### What is expected
Copy out the records below, putting "audience" in place of every "spectator crowd" and leaving everything else as it is.

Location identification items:
## begin
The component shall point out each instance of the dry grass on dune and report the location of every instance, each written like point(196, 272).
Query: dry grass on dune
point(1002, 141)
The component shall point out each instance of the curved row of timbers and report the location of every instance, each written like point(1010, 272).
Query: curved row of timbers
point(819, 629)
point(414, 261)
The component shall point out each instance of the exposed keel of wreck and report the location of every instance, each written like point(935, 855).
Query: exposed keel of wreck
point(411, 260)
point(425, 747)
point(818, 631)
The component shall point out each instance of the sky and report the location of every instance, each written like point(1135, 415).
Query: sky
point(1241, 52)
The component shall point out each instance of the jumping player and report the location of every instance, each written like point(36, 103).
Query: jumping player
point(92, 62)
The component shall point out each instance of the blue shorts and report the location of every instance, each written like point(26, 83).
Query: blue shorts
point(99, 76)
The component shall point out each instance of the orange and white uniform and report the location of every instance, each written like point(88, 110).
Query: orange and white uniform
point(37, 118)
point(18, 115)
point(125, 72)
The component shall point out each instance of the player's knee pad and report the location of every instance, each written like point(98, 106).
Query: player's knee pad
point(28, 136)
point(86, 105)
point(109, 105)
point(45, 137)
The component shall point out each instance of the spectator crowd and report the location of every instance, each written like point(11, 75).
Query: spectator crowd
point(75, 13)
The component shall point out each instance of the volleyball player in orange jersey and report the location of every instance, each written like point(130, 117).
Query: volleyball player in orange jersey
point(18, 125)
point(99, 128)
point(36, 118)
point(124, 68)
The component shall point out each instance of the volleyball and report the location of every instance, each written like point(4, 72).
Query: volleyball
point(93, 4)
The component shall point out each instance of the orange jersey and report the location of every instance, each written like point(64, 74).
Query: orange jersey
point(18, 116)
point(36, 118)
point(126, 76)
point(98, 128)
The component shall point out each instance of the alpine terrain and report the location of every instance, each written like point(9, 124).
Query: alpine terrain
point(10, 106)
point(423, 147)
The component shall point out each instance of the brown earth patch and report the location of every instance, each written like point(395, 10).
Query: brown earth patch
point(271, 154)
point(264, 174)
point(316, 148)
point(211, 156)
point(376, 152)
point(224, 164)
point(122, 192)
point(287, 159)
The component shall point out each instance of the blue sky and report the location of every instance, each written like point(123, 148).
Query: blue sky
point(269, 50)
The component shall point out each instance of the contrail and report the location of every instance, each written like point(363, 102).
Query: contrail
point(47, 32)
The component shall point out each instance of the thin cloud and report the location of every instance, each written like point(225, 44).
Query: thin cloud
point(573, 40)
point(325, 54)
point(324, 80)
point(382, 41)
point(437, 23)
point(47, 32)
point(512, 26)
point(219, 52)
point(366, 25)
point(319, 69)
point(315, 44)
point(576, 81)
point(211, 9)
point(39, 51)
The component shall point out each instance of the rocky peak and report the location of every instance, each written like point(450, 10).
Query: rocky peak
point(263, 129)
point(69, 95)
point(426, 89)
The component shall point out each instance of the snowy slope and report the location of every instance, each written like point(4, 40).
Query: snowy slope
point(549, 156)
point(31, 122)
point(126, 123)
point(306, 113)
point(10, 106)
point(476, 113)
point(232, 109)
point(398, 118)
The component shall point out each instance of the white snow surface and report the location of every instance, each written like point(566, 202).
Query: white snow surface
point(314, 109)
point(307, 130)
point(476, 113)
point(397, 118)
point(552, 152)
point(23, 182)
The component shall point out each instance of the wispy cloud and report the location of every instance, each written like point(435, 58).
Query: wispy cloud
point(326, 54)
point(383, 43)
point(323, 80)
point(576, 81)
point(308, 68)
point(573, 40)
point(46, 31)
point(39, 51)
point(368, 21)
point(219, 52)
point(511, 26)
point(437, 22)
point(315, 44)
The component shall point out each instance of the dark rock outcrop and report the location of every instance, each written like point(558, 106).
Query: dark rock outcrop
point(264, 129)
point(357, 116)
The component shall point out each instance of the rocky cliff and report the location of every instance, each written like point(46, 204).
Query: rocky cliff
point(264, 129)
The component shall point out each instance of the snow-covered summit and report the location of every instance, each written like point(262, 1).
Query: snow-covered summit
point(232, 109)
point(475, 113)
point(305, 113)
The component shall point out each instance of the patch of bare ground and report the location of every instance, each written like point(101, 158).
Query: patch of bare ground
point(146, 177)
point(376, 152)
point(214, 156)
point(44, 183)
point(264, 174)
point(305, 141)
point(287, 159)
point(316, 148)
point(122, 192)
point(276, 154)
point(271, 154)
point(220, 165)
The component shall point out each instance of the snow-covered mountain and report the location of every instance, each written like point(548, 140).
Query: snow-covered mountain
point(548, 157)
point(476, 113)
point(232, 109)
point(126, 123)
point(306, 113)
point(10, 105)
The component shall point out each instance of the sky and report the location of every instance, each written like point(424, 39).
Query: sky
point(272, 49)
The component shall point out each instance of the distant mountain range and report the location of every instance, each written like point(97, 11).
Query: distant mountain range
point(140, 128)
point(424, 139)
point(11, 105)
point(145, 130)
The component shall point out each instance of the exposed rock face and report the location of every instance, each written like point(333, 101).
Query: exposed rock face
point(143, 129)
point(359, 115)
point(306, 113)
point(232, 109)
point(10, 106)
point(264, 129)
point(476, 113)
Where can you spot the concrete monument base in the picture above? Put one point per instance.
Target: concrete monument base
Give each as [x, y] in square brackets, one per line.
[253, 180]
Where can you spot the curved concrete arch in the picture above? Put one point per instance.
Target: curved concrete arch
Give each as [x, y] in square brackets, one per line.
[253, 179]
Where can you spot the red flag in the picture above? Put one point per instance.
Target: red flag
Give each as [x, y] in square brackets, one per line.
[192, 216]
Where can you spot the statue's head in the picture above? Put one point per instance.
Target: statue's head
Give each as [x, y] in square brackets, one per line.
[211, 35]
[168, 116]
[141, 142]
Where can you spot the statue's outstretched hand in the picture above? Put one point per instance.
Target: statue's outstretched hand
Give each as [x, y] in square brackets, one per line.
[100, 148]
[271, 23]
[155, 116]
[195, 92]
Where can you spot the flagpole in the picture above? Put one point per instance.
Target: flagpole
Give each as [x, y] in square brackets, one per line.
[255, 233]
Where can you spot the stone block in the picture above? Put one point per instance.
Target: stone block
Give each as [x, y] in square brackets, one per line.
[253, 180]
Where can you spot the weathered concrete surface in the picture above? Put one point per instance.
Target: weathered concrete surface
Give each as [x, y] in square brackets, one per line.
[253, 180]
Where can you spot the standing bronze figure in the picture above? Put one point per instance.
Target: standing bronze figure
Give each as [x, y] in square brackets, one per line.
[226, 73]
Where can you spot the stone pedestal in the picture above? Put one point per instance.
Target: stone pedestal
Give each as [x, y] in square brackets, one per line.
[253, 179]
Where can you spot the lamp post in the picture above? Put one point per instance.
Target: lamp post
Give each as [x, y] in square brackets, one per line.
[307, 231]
## end
### Output of the exercise
The component shall point out each instance of the dry grass on dune and report the location of every instance, each written like point(196, 272).
Query: dry grass on dune
point(1002, 141)
The component shall point out each instance of the curved row of timbers and report the location of every instance, each written like point(1010, 272).
Query: curved row of timbers
point(819, 629)
point(414, 261)
The component shall point out each instance of the exposed keel of wreck and report the location of every instance, each written like point(935, 855).
Query: exposed keel of wreck
point(411, 260)
point(425, 747)
point(818, 631)
The component shall point out each instance of the sky and report the location of every instance, each written like point(1135, 415).
Query: sky
point(1241, 52)
The component shall point out each instance of the jumping player and report the location of every instance, each written like point(36, 103).
Query: jumping player
point(92, 62)
The component shall point out each instance of the blue shorts and report the location of every instance, each written like point(26, 83).
Query: blue shorts
point(99, 76)
The component shall point out each instance of the orange and white uniform and report the location of every instance, each written like point(88, 110).
Query: orange and white uniform
point(37, 118)
point(18, 115)
point(125, 72)
The component shall point out each instance of the player's knee pad and report the location of every instance, each written like point(98, 106).
Query: player's knee pad
point(28, 136)
point(86, 105)
point(109, 105)
point(45, 137)
The component shall point out each instance of the audience and report the location of every instance, each written like point(11, 75).
Query: audience
point(75, 13)
The component shall point out each instance of the volleyball player in orange jersey and report the location of every instance, each written like point(130, 117).
Query: volleyball player in orange jersey
point(18, 125)
point(99, 128)
point(36, 118)
point(124, 68)
The component shall point out each instance of the volleyball and report the location of every instance, each written like point(4, 72).
Query: volleyball
point(93, 4)
The component shall point out each instance of the orange jersey and report the location of every instance, each written like point(64, 74).
Query: orange jersey
point(18, 116)
point(36, 118)
point(126, 76)
point(98, 128)
The component shall point out each instance of the alpine terrain and report the location of every instance, each written like point(9, 124).
Query: alpine terrain
point(10, 106)
point(423, 147)
The component shall point out each instance of the brown earth patch and report the location of every instance, each written like point(395, 10).
Query: brown earth patch
point(271, 154)
point(264, 174)
point(316, 148)
point(211, 156)
point(376, 152)
point(224, 164)
point(122, 192)
point(287, 159)
The component shall point out each instance of the blue sky and report the location of every instance, each written like point(123, 148).
Query: blue sky
point(269, 50)
The component shall point out each instance of the contrail and report the location of every instance, each written like point(363, 102).
Query: contrail
point(47, 32)
The component shall point out each instance of the thin cloud and report the location of every instance, each written like point(225, 44).
Query: thin cloud
point(573, 40)
point(325, 54)
point(324, 80)
point(382, 41)
point(437, 23)
point(47, 32)
point(512, 26)
point(219, 52)
point(366, 25)
point(319, 69)
point(315, 44)
point(576, 81)
point(211, 9)
point(39, 51)
The component shall point out each instance of the rocky peak and report the location of every instance, each written like point(450, 10).
Query: rocky peak
point(263, 129)
point(69, 95)
point(426, 89)
The component shall point out each instance of the snowy slope and report the location of every instance, each written like point(4, 40).
Query: snowy slope
point(549, 156)
point(31, 122)
point(126, 123)
point(306, 113)
point(10, 106)
point(476, 113)
point(232, 109)
point(398, 118)
The component shall point out each instance of the white snow surface and report the location of every instance, each written like point(566, 202).
Query: white snow surface
point(314, 109)
point(307, 130)
point(476, 113)
point(397, 118)
point(552, 152)
point(23, 182)
The component shall point out each instance of the wispy cloud and report the location of every instance, each written like point(435, 58).
Query: wispy cloud
point(326, 54)
point(383, 43)
point(323, 80)
point(576, 81)
point(308, 68)
point(573, 40)
point(46, 31)
point(39, 51)
point(368, 21)
point(219, 52)
point(511, 26)
point(437, 22)
point(315, 44)
The component shall point out each instance of the dark rock outcrop and report the location of every instance, each written like point(558, 106).
Query: dark rock outcrop
point(264, 129)
point(357, 116)
The component shall point out each instance of the rocky cliff and report the location of every instance, each written like point(46, 204).
Query: rocky cliff
point(264, 129)
The component shall point out each instance of the snow-covered summit and report the location of every instance, each written like point(262, 1).
Query: snow-covered summit
point(232, 109)
point(475, 113)
point(305, 113)
The component shall point out each instance of the patch of bare ground and report the location of every instance, each written like point(101, 158).
Query: patch of bare ground
point(146, 177)
point(376, 152)
point(214, 156)
point(44, 183)
point(264, 174)
point(305, 141)
point(287, 159)
point(316, 148)
point(122, 192)
point(276, 154)
point(271, 154)
point(220, 165)
The component shall point out each instance of the snow-covered mountain and report the location of every instance, each written like point(548, 140).
Query: snow-covered mountain
point(548, 157)
point(476, 113)
point(232, 109)
point(126, 123)
point(306, 113)
point(10, 105)
The component shall point out each instance of the sky and report the location of every instance, each written like point(424, 39).
Query: sky
point(272, 49)
The component shall point out each instance of the distant mountain range and report the location of every instance, each written like point(97, 11).
Query: distant mountain range
point(140, 128)
point(424, 139)
point(11, 105)
point(145, 130)
The component shall point out each instance of the exposed rock face and report the location of every instance, each written like point(333, 101).
Query: exposed rock face
point(143, 129)
point(359, 115)
point(306, 113)
point(232, 109)
point(10, 106)
point(264, 129)
point(476, 113)
Where can you spot the concrete monument base in the picture above? Put one point per instance.
Target: concrete monument base
Give each as [x, y] in square brackets, one per line.
[253, 180]
Where can you spot the curved concrete arch in the picture above? Put one point per instance.
Target: curved concrete arch
Give each as [x, y] in square brackets, one per line.
[253, 179]
Where can you spot the red flag in the picture above? Put one point per instance.
Target: red flag
Give each as [x, y] in square brackets, one per line.
[192, 216]
Where can you spot the statue's head in the picture above? Put one point per instance.
Target: statue's head
Give each as [x, y] in square brackets, one per line.
[211, 35]
[168, 116]
[141, 142]
Where can you spot the statue's outstretched hand in the picture above? Put one point per instance.
Target: statue's outstretched hand
Give each as [x, y] in square brackets, one per line.
[100, 148]
[271, 23]
[155, 116]
[195, 92]
Where can you spot the flagpole in the picture above? Put one point per instance.
Target: flagpole
Give each as [x, y] in square brackets, one per line.
[255, 233]
Where can you spot the stone block in the picture above? Put one point per instance.
Target: stone block
Give each as [x, y] in square brackets, one per line.
[253, 180]
Where can you spot the weathered concrete surface in the picture above? Put one point per instance.
Target: weathered concrete surface
Give each as [x, y] in square brackets, one per line.
[253, 180]
Where can you spot the standing bronze figure in the picture above? Put one point per instance.
Target: standing bronze figure
Give each as [x, y] in square brackets, one per line.
[226, 73]
Where can you spot the stone pedestal in the picture above? Put one point per instance.
Target: stone pedestal
Give each as [x, y] in square brackets, one per line.
[253, 179]
Where can you spot the lamp post in the picture above? Put one point per instance.
Target: lamp post
Give each as [x, y] in square brackets, one per line.
[307, 231]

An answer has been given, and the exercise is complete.